» Exercise goal:
Express the records as a JSON list of strings, one string per line and blank lines omitted, running from the start of the records through the line containing "point(56, 98)", both ends included. Leave the pictures out of the list.

» Supplied material:
--------------------------------
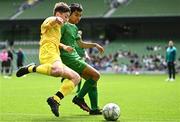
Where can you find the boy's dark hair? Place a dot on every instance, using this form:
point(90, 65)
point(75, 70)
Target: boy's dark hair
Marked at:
point(61, 7)
point(76, 7)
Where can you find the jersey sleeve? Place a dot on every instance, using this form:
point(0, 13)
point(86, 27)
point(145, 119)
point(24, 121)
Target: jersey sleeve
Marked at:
point(48, 23)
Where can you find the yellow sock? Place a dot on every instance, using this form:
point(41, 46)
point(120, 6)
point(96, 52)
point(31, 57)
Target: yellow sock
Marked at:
point(66, 87)
point(42, 69)
point(56, 98)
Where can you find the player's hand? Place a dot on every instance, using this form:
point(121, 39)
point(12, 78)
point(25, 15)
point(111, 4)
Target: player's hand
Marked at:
point(69, 49)
point(59, 20)
point(100, 48)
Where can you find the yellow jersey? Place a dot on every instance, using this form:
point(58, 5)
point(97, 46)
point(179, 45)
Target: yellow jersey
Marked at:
point(50, 31)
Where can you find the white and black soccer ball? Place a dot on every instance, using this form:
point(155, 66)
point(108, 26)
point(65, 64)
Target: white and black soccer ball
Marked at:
point(111, 112)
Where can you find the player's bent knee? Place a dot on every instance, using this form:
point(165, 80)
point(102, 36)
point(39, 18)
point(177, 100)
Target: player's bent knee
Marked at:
point(57, 72)
point(76, 78)
point(96, 76)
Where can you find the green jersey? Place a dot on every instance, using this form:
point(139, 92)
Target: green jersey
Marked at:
point(170, 54)
point(69, 37)
point(80, 51)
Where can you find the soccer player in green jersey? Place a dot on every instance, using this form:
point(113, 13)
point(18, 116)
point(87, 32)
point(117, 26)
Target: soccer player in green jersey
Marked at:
point(170, 59)
point(71, 38)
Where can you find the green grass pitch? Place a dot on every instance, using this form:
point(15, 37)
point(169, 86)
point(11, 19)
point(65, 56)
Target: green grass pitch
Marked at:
point(143, 98)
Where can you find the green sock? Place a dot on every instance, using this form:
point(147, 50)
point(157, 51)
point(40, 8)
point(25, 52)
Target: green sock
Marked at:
point(79, 86)
point(87, 85)
point(93, 96)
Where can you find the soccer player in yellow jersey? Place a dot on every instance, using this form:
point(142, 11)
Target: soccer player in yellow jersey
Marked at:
point(49, 56)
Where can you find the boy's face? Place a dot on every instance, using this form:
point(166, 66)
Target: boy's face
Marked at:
point(64, 16)
point(75, 17)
--------------------------------
» Solution to this exercise:
[
  "Where can you find the boy's dark hair? Place a dot on every instance, using this form:",
  "point(90, 65)",
  "point(75, 70)",
  "Target: boy's dark hair",
  "Marked at:",
  "point(61, 7)",
  "point(76, 7)",
  "Where can you find the jersey sleeve? Place a dot on every instance, using this form:",
  "point(0, 13)",
  "point(86, 27)",
  "point(145, 119)",
  "point(24, 121)",
  "Target: jersey sleeve",
  "Marked at:",
  "point(48, 23)",
  "Where can you find the yellow sock? Place a dot on every instance, using this form:",
  "point(41, 46)",
  "point(120, 6)",
  "point(96, 52)",
  "point(31, 57)",
  "Target: yellow sock",
  "Marked at:",
  "point(66, 87)",
  "point(42, 69)",
  "point(56, 98)"
]